## Begin Data for this task

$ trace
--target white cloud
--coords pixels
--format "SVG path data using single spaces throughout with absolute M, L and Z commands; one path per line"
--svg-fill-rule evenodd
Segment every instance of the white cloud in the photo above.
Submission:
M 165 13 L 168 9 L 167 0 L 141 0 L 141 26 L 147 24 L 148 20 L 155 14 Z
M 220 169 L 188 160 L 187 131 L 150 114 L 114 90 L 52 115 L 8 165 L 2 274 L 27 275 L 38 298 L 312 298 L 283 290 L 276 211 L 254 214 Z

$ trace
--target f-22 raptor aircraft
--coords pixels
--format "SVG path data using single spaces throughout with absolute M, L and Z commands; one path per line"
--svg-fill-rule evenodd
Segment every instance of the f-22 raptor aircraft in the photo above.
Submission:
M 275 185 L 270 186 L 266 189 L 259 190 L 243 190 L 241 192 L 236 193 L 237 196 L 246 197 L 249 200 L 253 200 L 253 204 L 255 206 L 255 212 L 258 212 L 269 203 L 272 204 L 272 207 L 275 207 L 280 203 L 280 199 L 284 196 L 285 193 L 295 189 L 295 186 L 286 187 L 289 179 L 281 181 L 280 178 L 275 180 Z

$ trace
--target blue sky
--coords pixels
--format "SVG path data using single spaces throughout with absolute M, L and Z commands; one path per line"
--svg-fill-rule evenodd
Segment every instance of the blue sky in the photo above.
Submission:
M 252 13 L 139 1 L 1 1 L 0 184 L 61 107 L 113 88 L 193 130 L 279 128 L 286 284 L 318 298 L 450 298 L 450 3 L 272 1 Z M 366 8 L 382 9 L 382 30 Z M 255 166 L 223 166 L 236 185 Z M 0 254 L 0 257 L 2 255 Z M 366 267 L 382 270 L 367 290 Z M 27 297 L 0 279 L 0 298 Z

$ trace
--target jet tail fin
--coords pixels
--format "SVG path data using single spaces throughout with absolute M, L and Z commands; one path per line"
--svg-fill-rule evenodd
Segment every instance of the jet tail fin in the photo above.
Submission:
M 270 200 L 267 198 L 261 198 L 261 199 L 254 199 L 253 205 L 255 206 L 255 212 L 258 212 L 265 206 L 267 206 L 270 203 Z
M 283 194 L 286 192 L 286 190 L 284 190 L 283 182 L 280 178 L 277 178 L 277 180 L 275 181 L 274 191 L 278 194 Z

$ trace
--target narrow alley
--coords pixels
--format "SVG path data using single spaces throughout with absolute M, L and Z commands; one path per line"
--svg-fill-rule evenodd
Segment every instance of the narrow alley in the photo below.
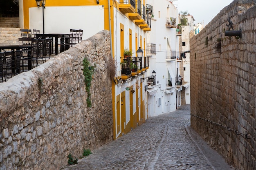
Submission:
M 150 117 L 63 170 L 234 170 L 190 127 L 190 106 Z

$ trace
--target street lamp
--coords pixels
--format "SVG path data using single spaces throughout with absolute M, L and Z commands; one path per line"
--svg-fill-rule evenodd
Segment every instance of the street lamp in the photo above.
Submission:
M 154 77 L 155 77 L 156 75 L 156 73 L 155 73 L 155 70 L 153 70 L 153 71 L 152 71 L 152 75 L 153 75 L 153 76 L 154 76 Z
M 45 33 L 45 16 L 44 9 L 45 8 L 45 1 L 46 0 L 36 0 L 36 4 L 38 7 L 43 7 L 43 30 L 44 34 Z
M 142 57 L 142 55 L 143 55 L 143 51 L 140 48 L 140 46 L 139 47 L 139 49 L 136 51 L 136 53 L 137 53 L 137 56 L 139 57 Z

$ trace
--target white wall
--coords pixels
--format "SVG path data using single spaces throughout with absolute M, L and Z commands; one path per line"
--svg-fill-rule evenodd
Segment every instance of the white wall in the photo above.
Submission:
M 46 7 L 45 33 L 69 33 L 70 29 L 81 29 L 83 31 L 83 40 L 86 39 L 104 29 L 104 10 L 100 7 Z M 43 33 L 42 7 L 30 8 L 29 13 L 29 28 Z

## End Data for this task
## Begin Data for this task

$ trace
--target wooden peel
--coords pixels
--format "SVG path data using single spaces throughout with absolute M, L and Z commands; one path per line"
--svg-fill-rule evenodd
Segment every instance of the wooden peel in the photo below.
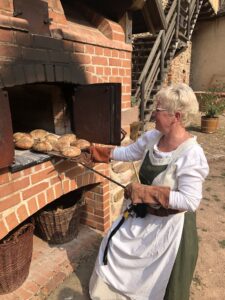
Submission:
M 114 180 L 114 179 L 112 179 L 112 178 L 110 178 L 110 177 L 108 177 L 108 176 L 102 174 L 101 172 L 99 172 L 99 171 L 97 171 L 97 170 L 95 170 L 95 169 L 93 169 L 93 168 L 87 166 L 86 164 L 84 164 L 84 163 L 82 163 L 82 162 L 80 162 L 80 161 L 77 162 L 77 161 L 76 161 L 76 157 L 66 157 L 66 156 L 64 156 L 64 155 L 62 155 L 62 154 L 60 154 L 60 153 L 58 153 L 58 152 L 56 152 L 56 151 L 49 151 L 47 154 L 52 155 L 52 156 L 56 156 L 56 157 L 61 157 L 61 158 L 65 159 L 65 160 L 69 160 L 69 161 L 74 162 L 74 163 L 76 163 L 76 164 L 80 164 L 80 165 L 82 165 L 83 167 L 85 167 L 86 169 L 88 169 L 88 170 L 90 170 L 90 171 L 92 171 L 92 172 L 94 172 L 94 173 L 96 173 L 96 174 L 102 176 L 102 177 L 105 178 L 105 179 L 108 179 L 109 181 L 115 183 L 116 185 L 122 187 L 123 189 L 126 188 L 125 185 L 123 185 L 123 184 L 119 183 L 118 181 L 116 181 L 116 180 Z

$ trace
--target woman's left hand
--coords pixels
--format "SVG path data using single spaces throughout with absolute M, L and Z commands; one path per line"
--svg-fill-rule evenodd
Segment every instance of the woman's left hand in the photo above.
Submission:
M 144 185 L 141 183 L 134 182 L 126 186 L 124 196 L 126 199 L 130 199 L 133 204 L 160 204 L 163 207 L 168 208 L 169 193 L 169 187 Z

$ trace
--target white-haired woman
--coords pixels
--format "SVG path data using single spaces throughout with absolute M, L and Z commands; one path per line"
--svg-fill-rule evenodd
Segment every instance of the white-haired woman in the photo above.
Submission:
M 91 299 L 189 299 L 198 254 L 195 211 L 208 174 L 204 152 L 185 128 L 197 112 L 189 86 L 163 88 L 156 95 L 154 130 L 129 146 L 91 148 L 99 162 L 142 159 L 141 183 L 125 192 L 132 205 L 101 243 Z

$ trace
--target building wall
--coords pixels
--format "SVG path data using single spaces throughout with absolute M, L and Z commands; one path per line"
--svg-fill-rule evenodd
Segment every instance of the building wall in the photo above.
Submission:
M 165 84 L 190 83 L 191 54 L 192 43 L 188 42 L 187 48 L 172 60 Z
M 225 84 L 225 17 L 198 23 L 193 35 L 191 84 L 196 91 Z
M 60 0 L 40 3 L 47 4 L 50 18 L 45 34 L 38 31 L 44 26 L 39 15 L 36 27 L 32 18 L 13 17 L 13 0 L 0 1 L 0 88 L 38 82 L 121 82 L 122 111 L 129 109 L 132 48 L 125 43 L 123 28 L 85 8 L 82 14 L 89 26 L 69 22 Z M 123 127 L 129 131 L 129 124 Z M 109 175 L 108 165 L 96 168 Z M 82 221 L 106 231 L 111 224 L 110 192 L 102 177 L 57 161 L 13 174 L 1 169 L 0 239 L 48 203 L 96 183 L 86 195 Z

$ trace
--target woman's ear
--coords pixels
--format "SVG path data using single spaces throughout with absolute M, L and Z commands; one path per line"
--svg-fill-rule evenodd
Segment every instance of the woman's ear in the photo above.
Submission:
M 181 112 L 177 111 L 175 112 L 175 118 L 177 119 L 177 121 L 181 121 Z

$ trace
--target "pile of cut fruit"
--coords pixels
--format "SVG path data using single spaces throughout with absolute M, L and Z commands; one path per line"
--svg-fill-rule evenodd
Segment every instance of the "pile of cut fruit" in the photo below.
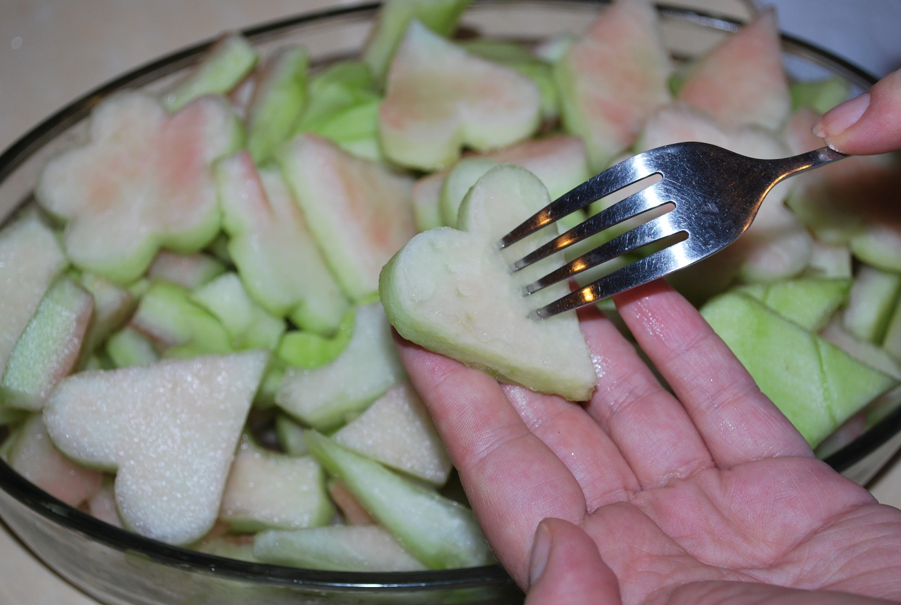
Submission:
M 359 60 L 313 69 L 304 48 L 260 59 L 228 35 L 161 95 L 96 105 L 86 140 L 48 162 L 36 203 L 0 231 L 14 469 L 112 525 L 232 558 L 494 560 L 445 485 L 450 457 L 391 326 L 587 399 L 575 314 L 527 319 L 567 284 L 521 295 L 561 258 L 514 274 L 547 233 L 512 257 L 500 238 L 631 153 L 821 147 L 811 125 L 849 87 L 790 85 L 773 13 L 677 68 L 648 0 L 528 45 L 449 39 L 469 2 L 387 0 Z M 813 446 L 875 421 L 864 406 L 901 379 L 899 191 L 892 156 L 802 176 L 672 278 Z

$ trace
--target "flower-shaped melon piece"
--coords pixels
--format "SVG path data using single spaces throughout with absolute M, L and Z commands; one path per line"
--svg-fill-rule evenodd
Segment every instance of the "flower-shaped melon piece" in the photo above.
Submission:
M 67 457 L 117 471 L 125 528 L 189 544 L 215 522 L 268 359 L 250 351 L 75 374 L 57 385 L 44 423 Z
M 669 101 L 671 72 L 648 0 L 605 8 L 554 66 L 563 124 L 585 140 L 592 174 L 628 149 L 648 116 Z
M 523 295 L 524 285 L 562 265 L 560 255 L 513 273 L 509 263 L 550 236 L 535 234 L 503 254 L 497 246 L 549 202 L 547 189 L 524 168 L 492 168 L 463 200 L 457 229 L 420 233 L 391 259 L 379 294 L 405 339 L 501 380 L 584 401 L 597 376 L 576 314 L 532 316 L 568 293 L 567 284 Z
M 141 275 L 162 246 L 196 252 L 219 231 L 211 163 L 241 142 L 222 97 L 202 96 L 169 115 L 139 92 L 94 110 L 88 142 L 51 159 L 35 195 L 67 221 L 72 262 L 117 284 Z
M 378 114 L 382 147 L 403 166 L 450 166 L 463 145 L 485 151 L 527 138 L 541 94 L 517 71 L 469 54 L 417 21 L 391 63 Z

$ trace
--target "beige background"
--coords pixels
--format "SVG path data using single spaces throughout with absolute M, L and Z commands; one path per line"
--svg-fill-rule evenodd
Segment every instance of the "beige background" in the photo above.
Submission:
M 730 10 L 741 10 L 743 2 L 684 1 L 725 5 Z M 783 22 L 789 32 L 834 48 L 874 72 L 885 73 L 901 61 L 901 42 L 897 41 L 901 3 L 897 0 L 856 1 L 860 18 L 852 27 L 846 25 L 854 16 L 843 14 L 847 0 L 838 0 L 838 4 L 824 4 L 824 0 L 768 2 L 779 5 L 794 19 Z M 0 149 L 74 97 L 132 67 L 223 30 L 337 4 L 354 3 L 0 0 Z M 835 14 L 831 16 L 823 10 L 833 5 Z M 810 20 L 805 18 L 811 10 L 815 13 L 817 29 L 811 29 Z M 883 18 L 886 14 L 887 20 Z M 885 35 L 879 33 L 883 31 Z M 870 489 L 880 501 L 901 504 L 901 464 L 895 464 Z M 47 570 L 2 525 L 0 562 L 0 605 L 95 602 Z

## End Data for this task

▸ **Written problem**
From the items above, pull out each line that contains the word "wall".

▸ **Result**
--target white wall
Segment every instance of the white wall in the photo above.
--target building wall
Segment every instance of the building wall in the photo above.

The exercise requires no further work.